What the exercise asks: Substitute "Put a dot" for "Place a marker" everywhere in the rows below, keep everything else unchanged, and write the rows out again without the pictures.

----------------------------------------

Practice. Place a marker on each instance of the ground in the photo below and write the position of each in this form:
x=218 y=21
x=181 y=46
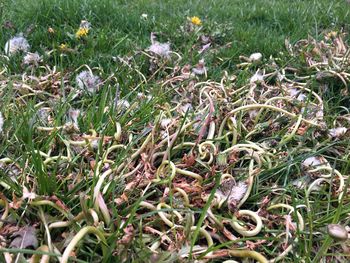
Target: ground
x=174 y=131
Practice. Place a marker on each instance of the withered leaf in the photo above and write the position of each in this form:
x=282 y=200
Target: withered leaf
x=25 y=238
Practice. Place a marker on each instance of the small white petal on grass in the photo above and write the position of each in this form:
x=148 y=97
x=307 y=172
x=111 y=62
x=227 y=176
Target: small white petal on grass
x=200 y=68
x=87 y=81
x=255 y=57
x=314 y=161
x=32 y=58
x=204 y=48
x=164 y=123
x=238 y=191
x=186 y=107
x=295 y=93
x=16 y=44
x=337 y=132
x=160 y=49
x=257 y=78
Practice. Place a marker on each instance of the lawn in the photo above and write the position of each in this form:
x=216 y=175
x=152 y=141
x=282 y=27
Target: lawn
x=174 y=131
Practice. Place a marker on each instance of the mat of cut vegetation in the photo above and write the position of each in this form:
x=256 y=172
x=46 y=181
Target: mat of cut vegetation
x=173 y=148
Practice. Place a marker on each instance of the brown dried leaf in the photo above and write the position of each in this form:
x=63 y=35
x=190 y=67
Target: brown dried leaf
x=24 y=238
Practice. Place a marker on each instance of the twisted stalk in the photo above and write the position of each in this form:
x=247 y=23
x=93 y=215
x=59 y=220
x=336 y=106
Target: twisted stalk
x=79 y=236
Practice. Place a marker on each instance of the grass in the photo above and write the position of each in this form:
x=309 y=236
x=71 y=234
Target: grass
x=62 y=168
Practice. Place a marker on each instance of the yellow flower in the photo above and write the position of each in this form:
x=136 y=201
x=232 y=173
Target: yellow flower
x=332 y=34
x=63 y=47
x=82 y=32
x=196 y=20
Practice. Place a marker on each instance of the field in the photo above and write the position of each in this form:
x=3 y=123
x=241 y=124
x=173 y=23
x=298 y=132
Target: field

----------------------------------------

Result for this task:
Practice. Put a dot on each instance of the ground in the photo below and write the position of each in this form:
x=218 y=21
x=181 y=46
Target: ground
x=174 y=131
Practice. Put a dot on each instance of the withered leaf in the photo above and write the position of each in this form:
x=282 y=200
Target: withered leaf
x=25 y=238
Practice. Put a dot on each instance of the small white petal on grass in the photo above and write the position of each in this form:
x=148 y=97
x=307 y=172
x=111 y=62
x=227 y=176
Target: small white petal on grass
x=200 y=68
x=87 y=81
x=255 y=57
x=314 y=161
x=32 y=58
x=204 y=48
x=164 y=123
x=238 y=191
x=186 y=107
x=295 y=93
x=16 y=44
x=337 y=132
x=160 y=49
x=257 y=78
Practice. Put a dot on each instance of the lawn in the photo above and write the position of each in this form:
x=216 y=175
x=152 y=141
x=282 y=27
Target: lawn
x=174 y=131
Practice. Put a dot on each instance of the mat of cut vegetation in the photo above and write the position of each in this form:
x=256 y=172
x=46 y=181
Target: mat of cut vegetation
x=173 y=148
Practice. Put a dot on each instance of the brown dried leaf in the photo above and write the position of each in this form:
x=63 y=35
x=190 y=67
Target: brown dried leaf
x=24 y=238
Practice. Put a dot on each instance of the twisted stalk in the photo above and write the position of each in this form:
x=247 y=23
x=93 y=215
x=59 y=220
x=336 y=106
Target: twisted stalk
x=79 y=236
Practice. Put a dot on each instance of the grass in the photo above and write the position of each in this form:
x=309 y=236
x=71 y=234
Target: grass
x=62 y=168
Practice. Put a dot on each instance of the yellow flower in the photo above and write the position of each in this form:
x=136 y=201
x=232 y=173
Target: yellow flower
x=332 y=34
x=63 y=47
x=82 y=32
x=196 y=20
Practice. Put a dot on each instance of the field in the photo above and write the position of each in this form:
x=3 y=123
x=241 y=124
x=173 y=23
x=298 y=132
Target: field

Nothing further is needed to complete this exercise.